### THE PROBLEM
Please extract each line below that contains the word "hair", copying every such line in full.

[Source records]
#####

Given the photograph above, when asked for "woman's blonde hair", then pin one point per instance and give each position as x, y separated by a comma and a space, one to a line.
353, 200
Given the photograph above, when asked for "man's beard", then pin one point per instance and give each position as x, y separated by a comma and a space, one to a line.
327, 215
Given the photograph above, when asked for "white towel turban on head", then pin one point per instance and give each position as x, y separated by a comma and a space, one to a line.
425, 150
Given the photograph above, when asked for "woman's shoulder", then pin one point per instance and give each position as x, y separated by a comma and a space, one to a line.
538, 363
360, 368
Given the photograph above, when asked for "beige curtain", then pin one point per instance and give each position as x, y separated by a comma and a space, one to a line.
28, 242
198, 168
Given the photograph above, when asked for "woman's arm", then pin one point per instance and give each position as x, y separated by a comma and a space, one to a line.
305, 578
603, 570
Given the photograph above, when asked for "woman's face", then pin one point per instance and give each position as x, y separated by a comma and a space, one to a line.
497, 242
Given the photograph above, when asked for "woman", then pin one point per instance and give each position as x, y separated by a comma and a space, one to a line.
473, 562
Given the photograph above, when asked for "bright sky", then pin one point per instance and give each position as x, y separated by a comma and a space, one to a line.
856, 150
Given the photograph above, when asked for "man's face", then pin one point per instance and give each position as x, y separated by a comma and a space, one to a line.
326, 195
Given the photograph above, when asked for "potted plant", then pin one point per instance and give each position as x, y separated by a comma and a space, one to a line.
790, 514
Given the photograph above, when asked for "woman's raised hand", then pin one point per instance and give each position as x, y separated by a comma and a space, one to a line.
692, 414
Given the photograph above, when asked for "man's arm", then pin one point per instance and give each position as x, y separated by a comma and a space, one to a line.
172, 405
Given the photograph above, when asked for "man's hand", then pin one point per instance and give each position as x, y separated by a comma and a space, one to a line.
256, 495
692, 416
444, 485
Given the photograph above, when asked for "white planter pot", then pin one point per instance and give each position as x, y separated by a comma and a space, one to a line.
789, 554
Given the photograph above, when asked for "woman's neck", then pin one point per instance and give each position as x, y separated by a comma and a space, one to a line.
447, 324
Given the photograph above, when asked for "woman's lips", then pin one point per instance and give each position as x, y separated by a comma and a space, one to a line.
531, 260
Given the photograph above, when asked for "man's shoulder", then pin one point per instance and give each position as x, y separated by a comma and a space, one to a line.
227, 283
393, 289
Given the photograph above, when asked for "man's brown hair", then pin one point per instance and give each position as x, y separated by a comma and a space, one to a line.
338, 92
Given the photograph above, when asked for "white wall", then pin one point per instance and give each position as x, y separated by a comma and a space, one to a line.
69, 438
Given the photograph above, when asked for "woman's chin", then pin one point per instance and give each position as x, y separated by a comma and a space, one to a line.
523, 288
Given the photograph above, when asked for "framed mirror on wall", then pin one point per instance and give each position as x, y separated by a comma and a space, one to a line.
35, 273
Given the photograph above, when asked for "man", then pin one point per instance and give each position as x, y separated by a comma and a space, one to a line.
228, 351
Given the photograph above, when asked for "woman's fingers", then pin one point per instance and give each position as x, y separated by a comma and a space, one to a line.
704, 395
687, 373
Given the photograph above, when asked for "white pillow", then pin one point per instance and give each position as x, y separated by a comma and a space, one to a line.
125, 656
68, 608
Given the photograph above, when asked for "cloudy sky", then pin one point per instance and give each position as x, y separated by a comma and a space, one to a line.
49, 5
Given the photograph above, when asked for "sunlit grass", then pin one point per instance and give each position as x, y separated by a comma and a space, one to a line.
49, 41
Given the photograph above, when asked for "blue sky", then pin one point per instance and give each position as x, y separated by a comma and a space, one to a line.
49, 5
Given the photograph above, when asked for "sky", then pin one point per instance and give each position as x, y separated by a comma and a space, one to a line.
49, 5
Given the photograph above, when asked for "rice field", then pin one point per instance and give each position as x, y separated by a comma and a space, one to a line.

#####

### ANSWER IN FULL
Given the photograph above, when asked for "woman's blonde hair", then pin one point per instance and give each position as x, y separated by a comma and a space, one to a line.
Given the photograph above, when asked for "man's brown hair", then pin one point per instance and give each position as x, y separated by a comma and a space, one to a line.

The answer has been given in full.